--- Input for this task ---

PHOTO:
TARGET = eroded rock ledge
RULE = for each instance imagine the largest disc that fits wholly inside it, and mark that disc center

---
--- Input for this task ---

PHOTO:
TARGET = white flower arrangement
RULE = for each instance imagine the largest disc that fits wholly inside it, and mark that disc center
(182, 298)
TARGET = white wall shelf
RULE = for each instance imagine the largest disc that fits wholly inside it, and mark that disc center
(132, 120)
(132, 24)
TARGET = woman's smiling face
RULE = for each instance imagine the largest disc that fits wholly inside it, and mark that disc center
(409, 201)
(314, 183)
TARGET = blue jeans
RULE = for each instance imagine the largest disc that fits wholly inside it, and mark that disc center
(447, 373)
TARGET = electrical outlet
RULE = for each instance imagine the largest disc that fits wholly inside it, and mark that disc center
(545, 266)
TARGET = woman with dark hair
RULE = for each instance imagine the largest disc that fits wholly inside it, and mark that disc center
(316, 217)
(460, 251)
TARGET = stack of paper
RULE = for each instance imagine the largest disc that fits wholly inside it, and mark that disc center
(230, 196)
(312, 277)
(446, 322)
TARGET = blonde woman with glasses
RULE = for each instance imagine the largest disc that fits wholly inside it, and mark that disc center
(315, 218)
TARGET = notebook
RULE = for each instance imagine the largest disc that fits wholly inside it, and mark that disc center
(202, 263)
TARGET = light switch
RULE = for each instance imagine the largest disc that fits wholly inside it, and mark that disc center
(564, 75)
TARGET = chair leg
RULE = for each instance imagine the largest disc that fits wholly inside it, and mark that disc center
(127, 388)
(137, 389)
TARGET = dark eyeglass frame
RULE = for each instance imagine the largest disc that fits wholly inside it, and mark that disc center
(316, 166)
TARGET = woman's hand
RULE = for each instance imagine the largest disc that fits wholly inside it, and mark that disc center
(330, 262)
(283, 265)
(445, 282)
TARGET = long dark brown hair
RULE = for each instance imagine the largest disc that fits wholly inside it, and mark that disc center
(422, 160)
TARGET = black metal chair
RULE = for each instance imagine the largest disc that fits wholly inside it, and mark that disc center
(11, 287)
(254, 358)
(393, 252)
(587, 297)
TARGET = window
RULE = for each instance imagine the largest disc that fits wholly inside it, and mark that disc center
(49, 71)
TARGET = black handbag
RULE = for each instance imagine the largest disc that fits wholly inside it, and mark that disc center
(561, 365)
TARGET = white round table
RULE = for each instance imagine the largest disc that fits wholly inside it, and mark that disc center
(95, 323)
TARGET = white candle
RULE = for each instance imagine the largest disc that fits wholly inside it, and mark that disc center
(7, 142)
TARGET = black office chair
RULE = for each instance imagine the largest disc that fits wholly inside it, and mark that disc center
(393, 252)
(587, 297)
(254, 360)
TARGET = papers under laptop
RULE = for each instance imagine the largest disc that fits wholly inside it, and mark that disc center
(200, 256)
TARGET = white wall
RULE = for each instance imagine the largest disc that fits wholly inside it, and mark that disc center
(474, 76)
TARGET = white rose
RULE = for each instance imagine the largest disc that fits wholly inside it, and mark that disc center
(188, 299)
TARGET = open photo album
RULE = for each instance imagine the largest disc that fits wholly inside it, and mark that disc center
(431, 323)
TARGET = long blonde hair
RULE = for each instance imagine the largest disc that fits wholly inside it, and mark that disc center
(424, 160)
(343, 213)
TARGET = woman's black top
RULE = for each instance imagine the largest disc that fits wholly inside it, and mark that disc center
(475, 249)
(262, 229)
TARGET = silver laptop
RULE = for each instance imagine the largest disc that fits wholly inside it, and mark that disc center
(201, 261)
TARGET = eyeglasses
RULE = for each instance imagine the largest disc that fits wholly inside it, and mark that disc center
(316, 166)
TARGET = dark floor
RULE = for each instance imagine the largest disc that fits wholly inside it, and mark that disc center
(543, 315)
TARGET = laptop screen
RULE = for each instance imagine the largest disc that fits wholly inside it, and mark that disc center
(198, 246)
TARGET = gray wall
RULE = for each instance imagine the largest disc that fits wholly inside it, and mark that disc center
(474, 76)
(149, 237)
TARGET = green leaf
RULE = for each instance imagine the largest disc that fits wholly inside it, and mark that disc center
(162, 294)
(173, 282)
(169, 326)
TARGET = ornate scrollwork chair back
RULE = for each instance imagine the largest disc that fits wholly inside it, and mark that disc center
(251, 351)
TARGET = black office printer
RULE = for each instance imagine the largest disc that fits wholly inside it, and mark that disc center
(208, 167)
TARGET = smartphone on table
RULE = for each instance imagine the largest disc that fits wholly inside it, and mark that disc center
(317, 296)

---

**What you should do**
Scan the material for the string "white". Copy each line where it appears.

**Solution for this problem**
TARGET = white flower arrangement
TARGET = white wall shelf
TARGET = white round table
TARGET = white candle
TARGET = white wall
TARGET = white rose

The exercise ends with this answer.